⟨

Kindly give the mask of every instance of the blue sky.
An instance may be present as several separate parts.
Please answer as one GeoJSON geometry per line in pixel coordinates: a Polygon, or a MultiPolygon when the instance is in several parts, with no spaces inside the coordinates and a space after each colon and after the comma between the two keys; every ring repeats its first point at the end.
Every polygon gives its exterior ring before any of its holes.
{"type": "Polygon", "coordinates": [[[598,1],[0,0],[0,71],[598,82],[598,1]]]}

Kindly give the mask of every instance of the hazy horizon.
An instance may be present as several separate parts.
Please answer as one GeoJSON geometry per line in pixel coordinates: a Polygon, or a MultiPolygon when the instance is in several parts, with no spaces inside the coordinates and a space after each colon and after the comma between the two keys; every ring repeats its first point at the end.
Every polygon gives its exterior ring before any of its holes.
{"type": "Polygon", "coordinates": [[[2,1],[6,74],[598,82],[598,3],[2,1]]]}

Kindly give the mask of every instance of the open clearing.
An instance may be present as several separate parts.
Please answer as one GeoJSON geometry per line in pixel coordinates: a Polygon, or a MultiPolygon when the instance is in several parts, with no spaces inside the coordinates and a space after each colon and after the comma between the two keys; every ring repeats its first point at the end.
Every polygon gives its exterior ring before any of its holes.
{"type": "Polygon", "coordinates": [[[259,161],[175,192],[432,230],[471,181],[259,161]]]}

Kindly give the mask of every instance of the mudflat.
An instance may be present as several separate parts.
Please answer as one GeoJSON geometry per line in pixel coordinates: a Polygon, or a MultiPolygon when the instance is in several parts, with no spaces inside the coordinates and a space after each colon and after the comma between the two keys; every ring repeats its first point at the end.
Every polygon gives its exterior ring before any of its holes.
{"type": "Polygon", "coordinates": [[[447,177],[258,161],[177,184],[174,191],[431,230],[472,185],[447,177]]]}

⟩

(Brief): Quote every line of the records above word for word, in the order they appear.

(Solution to the problem):
Kindly give the mask of every instance of the blue sky.
An instance may be present as several separate parts.
Please answer as one GeoJSON geometry per line in pixel coordinates: a Polygon, or a MultiPolygon when the instance is in several parts, with no spaces inside the coordinates and a space after each colon and after the comma between the two keys; every ring repeats its first point at the end.
Every polygon gives its exterior ring before any of its holes.
{"type": "Polygon", "coordinates": [[[598,1],[0,0],[0,71],[598,82],[598,1]]]}

Kindly give the mask of every instance of the hazy horizon.
An instance may be present as several separate parts.
Please answer as one GeoJSON geometry per line in pixel coordinates: a Polygon, or a MultiPolygon when the instance is in several parts, with no spaces inside the coordinates and a space after each colon and after the comma between the two keys; every ring repeats its first point at the end.
Every polygon gives its exterior ring before any of its holes.
{"type": "Polygon", "coordinates": [[[2,1],[6,74],[598,82],[598,3],[2,1]]]}

Kindly give the mask of every instance of the open clearing.
An instance may be present as several separate parts.
Please answer as one GeoJSON geometry per line in pixel coordinates: a Polygon, or a MultiPolygon when the instance is in several parts, with no spaces inside the coordinates and a space after each colon and after the comma between the two keys; every ring repeats its first point at the end.
Every polygon gives its exterior ring before any of its holes.
{"type": "Polygon", "coordinates": [[[259,161],[175,192],[432,230],[471,181],[259,161]]]}

Kindly give the mask of every instance of the mudflat.
An instance may be present as several separate parts.
Please answer as one GeoJSON geometry per line in pixel coordinates: a Polygon, or a MultiPolygon when the instance is in several parts, with no spaces inside the coordinates and a space after each colon and after the comma between the two keys; every ring repeats its first point at the end.
Every polygon gives its exterior ring before any of its holes.
{"type": "Polygon", "coordinates": [[[447,177],[258,161],[177,184],[174,191],[431,230],[472,185],[447,177]]]}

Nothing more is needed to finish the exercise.